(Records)
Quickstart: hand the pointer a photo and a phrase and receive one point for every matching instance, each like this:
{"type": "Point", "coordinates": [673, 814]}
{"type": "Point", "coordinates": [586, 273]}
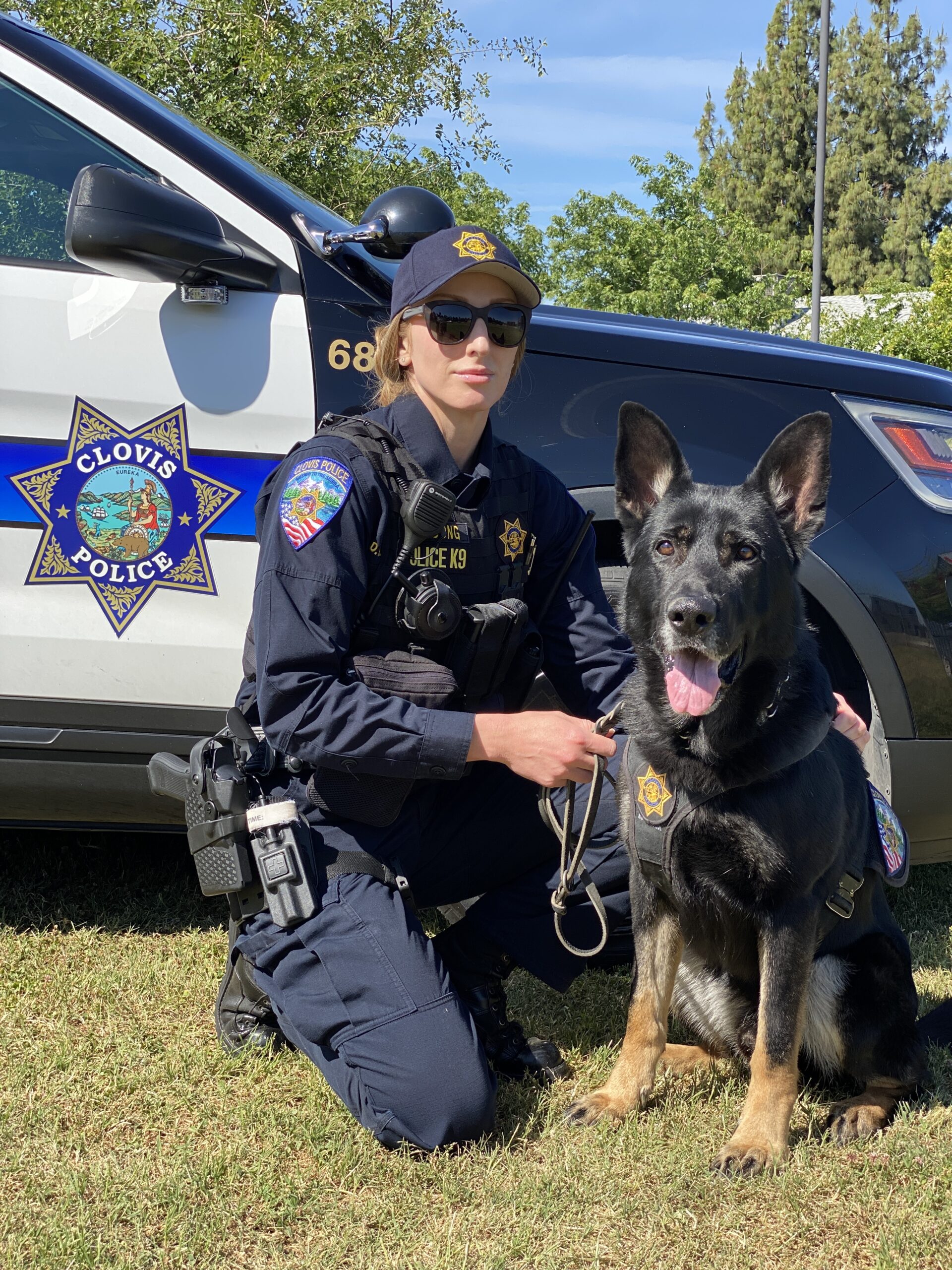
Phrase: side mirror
{"type": "Point", "coordinates": [390, 226]}
{"type": "Point", "coordinates": [132, 228]}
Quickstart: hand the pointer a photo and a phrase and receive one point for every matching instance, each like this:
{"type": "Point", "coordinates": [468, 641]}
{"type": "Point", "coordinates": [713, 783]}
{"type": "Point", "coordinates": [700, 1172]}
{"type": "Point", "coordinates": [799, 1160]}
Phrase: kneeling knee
{"type": "Point", "coordinates": [443, 1109]}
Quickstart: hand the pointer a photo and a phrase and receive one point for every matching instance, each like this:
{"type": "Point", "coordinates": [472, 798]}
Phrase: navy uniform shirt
{"type": "Point", "coordinates": [307, 600]}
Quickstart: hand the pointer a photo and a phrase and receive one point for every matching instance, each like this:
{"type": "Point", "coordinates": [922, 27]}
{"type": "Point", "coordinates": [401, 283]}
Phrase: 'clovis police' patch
{"type": "Point", "coordinates": [314, 493]}
{"type": "Point", "coordinates": [894, 842]}
{"type": "Point", "coordinates": [125, 512]}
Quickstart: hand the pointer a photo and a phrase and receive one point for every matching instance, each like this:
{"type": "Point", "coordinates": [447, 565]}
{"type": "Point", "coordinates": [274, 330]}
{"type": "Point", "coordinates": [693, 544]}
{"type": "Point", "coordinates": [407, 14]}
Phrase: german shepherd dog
{"type": "Point", "coordinates": [742, 945]}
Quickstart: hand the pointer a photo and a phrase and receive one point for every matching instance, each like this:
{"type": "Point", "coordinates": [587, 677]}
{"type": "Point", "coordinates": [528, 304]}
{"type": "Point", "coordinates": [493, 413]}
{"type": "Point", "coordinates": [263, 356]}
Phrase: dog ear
{"type": "Point", "coordinates": [648, 461]}
{"type": "Point", "coordinates": [795, 475]}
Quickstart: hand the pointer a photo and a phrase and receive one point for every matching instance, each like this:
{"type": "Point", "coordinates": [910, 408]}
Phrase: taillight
{"type": "Point", "coordinates": [916, 440]}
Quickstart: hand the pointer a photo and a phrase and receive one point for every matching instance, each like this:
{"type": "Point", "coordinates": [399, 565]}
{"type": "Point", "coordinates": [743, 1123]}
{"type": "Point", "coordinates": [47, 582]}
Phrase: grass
{"type": "Point", "coordinates": [127, 1140]}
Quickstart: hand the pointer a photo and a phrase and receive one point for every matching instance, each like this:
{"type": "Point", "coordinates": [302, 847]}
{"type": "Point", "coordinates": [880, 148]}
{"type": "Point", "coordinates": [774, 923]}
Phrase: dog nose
{"type": "Point", "coordinates": [691, 615]}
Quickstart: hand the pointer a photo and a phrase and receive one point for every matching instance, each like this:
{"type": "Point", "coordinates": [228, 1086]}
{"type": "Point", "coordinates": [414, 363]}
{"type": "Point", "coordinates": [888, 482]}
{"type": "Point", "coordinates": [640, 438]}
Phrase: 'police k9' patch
{"type": "Point", "coordinates": [314, 493]}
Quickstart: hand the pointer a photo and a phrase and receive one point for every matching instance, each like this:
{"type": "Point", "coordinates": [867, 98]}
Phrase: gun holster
{"type": "Point", "coordinates": [252, 854]}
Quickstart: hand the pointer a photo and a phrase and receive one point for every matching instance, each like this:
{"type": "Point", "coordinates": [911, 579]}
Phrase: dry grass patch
{"type": "Point", "coordinates": [127, 1140]}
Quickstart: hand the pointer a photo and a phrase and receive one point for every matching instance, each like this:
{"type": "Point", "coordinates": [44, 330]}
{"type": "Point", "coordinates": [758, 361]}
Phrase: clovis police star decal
{"type": "Point", "coordinates": [125, 512]}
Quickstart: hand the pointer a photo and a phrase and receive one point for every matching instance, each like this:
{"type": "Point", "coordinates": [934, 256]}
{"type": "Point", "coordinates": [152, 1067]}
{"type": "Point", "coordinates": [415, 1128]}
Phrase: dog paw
{"type": "Point", "coordinates": [597, 1107]}
{"type": "Point", "coordinates": [849, 1122]}
{"type": "Point", "coordinates": [748, 1159]}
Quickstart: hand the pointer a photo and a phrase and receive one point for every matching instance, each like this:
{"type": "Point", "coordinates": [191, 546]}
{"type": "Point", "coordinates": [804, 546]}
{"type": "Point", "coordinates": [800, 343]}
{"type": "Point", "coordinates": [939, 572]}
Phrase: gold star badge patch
{"type": "Point", "coordinates": [477, 247]}
{"type": "Point", "coordinates": [653, 793]}
{"type": "Point", "coordinates": [513, 539]}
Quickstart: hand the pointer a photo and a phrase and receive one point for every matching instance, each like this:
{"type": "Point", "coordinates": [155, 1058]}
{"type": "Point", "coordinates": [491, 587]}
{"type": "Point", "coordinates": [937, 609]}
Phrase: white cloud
{"type": "Point", "coordinates": [625, 71]}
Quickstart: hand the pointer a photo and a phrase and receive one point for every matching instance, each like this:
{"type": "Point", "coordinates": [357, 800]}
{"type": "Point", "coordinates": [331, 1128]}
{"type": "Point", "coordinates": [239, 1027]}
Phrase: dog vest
{"type": "Point", "coordinates": [658, 807]}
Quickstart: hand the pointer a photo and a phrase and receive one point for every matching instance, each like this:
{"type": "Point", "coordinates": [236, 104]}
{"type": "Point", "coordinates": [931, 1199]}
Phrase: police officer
{"type": "Point", "coordinates": [438, 793]}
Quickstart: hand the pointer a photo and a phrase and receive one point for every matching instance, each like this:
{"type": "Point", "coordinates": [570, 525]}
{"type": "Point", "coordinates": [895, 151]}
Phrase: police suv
{"type": "Point", "coordinates": [206, 314]}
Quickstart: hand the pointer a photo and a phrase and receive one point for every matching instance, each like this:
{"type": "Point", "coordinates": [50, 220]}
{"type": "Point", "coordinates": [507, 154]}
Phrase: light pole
{"type": "Point", "coordinates": [821, 166]}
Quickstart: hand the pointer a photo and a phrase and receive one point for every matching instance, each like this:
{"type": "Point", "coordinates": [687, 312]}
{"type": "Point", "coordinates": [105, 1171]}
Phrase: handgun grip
{"type": "Point", "coordinates": [169, 775]}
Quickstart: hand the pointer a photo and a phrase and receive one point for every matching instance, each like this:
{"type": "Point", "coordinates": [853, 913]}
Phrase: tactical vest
{"type": "Point", "coordinates": [484, 554]}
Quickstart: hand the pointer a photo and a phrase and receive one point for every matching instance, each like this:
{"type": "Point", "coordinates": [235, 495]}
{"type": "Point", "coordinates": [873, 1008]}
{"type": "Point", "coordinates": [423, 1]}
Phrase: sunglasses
{"type": "Point", "coordinates": [450, 321]}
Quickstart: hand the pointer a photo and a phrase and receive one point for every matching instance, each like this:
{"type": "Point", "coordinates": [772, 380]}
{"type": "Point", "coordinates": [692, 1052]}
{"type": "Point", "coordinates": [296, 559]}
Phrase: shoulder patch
{"type": "Point", "coordinates": [313, 496]}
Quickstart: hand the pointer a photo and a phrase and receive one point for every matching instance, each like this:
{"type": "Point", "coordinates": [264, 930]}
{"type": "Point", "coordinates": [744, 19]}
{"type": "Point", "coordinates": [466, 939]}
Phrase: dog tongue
{"type": "Point", "coordinates": [692, 683]}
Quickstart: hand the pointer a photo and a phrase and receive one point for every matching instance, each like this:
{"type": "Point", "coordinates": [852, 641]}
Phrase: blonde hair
{"type": "Point", "coordinates": [391, 378]}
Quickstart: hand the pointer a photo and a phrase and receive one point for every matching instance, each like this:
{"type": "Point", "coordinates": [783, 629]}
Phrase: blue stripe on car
{"type": "Point", "coordinates": [244, 472]}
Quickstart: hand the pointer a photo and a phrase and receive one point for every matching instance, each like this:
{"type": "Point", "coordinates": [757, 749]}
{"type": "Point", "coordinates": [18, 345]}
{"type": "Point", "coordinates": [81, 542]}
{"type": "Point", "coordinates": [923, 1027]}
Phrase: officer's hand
{"type": "Point", "coordinates": [849, 723]}
{"type": "Point", "coordinates": [546, 747]}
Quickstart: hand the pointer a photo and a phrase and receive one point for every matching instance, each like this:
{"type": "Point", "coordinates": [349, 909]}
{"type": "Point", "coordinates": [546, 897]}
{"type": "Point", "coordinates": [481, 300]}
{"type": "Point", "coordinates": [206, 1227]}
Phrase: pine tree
{"type": "Point", "coordinates": [889, 183]}
{"type": "Point", "coordinates": [765, 166]}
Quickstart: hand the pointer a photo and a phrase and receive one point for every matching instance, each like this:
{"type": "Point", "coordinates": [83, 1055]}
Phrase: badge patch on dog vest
{"type": "Point", "coordinates": [654, 794]}
{"type": "Point", "coordinates": [313, 496]}
{"type": "Point", "coordinates": [512, 539]}
{"type": "Point", "coordinates": [894, 844]}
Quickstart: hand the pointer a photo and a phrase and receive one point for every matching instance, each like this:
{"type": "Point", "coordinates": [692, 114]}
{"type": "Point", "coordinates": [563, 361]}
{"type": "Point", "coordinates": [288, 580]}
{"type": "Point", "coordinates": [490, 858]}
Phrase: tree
{"type": "Point", "coordinates": [687, 257]}
{"type": "Point", "coordinates": [918, 328]}
{"type": "Point", "coordinates": [889, 182]}
{"type": "Point", "coordinates": [765, 166]}
{"type": "Point", "coordinates": [316, 91]}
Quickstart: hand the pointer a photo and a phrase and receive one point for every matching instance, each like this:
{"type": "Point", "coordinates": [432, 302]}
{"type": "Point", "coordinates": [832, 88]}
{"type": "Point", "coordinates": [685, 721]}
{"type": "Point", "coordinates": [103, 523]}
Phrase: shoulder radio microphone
{"type": "Point", "coordinates": [431, 607]}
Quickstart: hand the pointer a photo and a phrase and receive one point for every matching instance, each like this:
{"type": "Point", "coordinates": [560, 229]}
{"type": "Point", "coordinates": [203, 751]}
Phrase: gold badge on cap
{"type": "Point", "coordinates": [476, 246]}
{"type": "Point", "coordinates": [654, 793]}
{"type": "Point", "coordinates": [513, 539]}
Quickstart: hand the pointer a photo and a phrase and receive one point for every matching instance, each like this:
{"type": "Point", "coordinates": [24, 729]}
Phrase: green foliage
{"type": "Point", "coordinates": [32, 218]}
{"type": "Point", "coordinates": [687, 257]}
{"type": "Point", "coordinates": [316, 91]}
{"type": "Point", "coordinates": [889, 182]}
{"type": "Point", "coordinates": [918, 328]}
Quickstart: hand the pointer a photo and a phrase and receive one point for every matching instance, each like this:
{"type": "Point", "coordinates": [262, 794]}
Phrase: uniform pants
{"type": "Point", "coordinates": [359, 988]}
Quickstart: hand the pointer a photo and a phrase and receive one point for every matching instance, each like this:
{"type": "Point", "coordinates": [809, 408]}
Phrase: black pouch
{"type": "Point", "coordinates": [485, 645]}
{"type": "Point", "coordinates": [400, 674]}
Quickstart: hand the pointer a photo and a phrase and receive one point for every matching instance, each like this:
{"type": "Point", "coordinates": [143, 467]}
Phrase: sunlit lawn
{"type": "Point", "coordinates": [128, 1140]}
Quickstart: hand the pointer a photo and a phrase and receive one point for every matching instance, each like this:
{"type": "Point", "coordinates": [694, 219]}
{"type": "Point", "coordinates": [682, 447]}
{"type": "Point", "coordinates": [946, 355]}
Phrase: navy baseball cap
{"type": "Point", "coordinates": [436, 259]}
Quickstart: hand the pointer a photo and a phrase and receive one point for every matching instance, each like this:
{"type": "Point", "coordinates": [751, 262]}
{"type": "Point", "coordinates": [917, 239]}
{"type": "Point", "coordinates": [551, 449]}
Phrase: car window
{"type": "Point", "coordinates": [41, 151]}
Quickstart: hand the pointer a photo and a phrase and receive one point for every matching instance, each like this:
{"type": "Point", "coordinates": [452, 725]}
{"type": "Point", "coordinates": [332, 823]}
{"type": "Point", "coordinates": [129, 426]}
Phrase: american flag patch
{"type": "Point", "coordinates": [314, 493]}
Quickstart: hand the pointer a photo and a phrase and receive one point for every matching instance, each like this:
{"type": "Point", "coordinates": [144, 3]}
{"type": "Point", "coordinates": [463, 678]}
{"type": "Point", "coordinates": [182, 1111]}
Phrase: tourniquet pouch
{"type": "Point", "coordinates": [400, 674]}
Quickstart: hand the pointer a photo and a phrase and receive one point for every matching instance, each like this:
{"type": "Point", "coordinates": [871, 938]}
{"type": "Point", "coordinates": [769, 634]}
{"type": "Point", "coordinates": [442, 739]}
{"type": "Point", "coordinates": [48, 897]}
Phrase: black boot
{"type": "Point", "coordinates": [243, 1013]}
{"type": "Point", "coordinates": [477, 969]}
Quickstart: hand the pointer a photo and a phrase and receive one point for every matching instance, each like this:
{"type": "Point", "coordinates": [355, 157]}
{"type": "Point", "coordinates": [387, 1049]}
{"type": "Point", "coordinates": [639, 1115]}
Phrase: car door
{"type": "Point", "coordinates": [232, 385]}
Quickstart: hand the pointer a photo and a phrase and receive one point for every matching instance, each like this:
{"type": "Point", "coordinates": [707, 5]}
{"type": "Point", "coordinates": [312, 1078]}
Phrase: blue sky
{"type": "Point", "coordinates": [625, 76]}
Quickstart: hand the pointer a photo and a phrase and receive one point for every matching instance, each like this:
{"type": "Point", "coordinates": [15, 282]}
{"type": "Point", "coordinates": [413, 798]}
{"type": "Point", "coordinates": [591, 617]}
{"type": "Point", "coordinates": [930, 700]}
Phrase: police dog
{"type": "Point", "coordinates": [740, 944]}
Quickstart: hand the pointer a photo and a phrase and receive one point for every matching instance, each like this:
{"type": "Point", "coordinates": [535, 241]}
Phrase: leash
{"type": "Point", "coordinates": [574, 846]}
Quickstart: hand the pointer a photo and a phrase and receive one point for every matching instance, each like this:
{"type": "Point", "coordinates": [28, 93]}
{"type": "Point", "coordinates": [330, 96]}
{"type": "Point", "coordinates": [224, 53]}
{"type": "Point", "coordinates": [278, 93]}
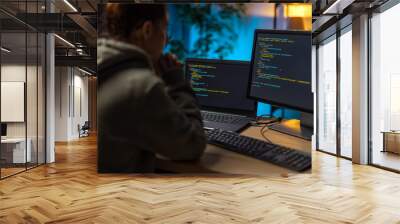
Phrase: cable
{"type": "Point", "coordinates": [262, 133]}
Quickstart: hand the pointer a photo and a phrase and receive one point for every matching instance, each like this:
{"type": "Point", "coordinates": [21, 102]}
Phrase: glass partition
{"type": "Point", "coordinates": [346, 92]}
{"type": "Point", "coordinates": [22, 88]}
{"type": "Point", "coordinates": [327, 95]}
{"type": "Point", "coordinates": [385, 89]}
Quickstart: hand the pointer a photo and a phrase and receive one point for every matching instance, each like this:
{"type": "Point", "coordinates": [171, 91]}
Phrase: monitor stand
{"type": "Point", "coordinates": [302, 128]}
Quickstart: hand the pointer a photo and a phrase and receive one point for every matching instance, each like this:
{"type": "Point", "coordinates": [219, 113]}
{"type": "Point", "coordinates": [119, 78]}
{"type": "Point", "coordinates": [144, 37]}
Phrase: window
{"type": "Point", "coordinates": [385, 88]}
{"type": "Point", "coordinates": [346, 92]}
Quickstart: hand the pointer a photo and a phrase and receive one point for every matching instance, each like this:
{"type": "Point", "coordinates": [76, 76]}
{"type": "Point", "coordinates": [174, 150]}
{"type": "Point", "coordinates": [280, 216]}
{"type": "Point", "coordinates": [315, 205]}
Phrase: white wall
{"type": "Point", "coordinates": [71, 93]}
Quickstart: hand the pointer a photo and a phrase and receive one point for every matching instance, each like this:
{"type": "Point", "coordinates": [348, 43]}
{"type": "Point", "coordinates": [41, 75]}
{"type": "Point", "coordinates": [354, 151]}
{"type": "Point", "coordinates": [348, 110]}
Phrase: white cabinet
{"type": "Point", "coordinates": [16, 150]}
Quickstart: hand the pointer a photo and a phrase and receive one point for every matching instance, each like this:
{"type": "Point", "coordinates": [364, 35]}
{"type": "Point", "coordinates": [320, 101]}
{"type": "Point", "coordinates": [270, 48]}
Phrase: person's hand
{"type": "Point", "coordinates": [169, 62]}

SHORT PROBLEM
Show each line of the data above that contains the word "shoulder".

ANSWER FOR THIS EXERCISE
Phrase: shoulder patch
Phrase: shoulder radio microphone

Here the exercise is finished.